== EXTRAIT DU TEXTE ==
Omar Khayyam : Il tente de résoudre les équations du 3ème degré en remplaçant l’équation originale par deux équations plus simples. Il regrette cependant de devoir encore utiliser simultanément la géométrie et l’algèbre
Alhazen : 6 siècles avant Galilée, il pose les bases de la méthode scientifique, fondée sur l’observation répétée des phénomènes, leur reproduction, la théorisation des résultats de l’observation et l’élaboration de lois exprimées à l’aide d’outils mathématiques.
Il applique sa méthode de travail à l’optique où il critique le cône visuel d’Euclide, selon lequel la vision est constituée de rayons très fins, émis par l’œil qui enveloppe l’objet vu, (le palpent…).
Pour Alhazen, l’œil n’illumine plus l’objet, il reçoit la lumière que celui-ci réfléchit.
Avicenne : Prince des Savants :
Il élabore les fondements de la théorie de « l’Impe tus » soit « l’élan », en améliorant la théorie du « Vis Impressa » de Philopon conçue 5 siècles plus tôt.
En astronomie, la science arabe se contente d’améliorer la précision des tables astronomiques en construisant de gigantesques observatoires astronomiques.
Averroès
Médecin célèbre, commentateur d’Aristote et père de la doctrine de la double vérité selon laquelle il faut distinguer la vérité philosophique de la vérité religieuse.

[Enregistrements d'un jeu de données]

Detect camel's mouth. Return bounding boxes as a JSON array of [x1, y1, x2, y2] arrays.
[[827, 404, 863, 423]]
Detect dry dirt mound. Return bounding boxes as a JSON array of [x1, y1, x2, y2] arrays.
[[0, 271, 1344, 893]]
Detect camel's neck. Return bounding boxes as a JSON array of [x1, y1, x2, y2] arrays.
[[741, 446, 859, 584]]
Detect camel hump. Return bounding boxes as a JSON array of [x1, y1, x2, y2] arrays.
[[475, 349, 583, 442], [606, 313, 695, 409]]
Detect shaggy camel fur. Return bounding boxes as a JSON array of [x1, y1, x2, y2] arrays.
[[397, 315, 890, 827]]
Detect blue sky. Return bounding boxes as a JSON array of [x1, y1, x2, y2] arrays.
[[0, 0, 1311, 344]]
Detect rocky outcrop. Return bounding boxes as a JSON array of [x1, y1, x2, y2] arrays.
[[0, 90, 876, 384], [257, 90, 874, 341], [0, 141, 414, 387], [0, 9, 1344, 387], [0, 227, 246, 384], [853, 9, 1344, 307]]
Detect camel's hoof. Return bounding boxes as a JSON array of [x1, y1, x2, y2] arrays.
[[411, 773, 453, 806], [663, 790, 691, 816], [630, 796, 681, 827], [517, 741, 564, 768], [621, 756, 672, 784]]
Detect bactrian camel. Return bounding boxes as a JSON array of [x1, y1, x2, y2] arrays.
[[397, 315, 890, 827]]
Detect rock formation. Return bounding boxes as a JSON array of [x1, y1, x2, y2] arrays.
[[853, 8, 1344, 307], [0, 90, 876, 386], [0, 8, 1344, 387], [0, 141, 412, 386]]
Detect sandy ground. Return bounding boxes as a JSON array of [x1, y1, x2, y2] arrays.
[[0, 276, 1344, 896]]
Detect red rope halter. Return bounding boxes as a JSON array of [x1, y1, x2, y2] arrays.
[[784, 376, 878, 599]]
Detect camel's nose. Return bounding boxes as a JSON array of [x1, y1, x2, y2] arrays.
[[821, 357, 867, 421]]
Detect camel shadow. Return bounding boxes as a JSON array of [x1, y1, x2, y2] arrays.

== EXERCICES ==
**1)** Recopiez mot pour mot le passage de l'extrait sur les savants arabes, depuis « Avicenne : Prince » jusqu'à « gigantesques observatoires astronomiques. » inclus.
**2)** Répondez à ces questions sur l'extrait consacré aux savants arabes :
(a) Combien de siècles avant Galilée Alhazen pose-t-il les bases de la méthode scientifique ?
(b) Quel titre l'extrait attribue-t-il à Avicenne ?
(c) Que faut-il distinguer selon la doctrine de la double vérité ?

== RÉPONSES PAR EXERCICE ==
**1)**
Avicenne : Prince des Savants :
Il élabore les fondements de la théorie de « l’Impe tus » soit « l’élan », en améliorant la théorie du « Vis Impressa » de Philopon conçue 5 siècles plus tôt.
En astronomie, la science arabe se contente d’améliorer la précision des tables astronomiques en construisant de gigantesques observatoires astronomiques.

**2)**
(a) Six siècles.
(b) Prince des Savants.
(c) La vérité philosophique et la vérité religieuse.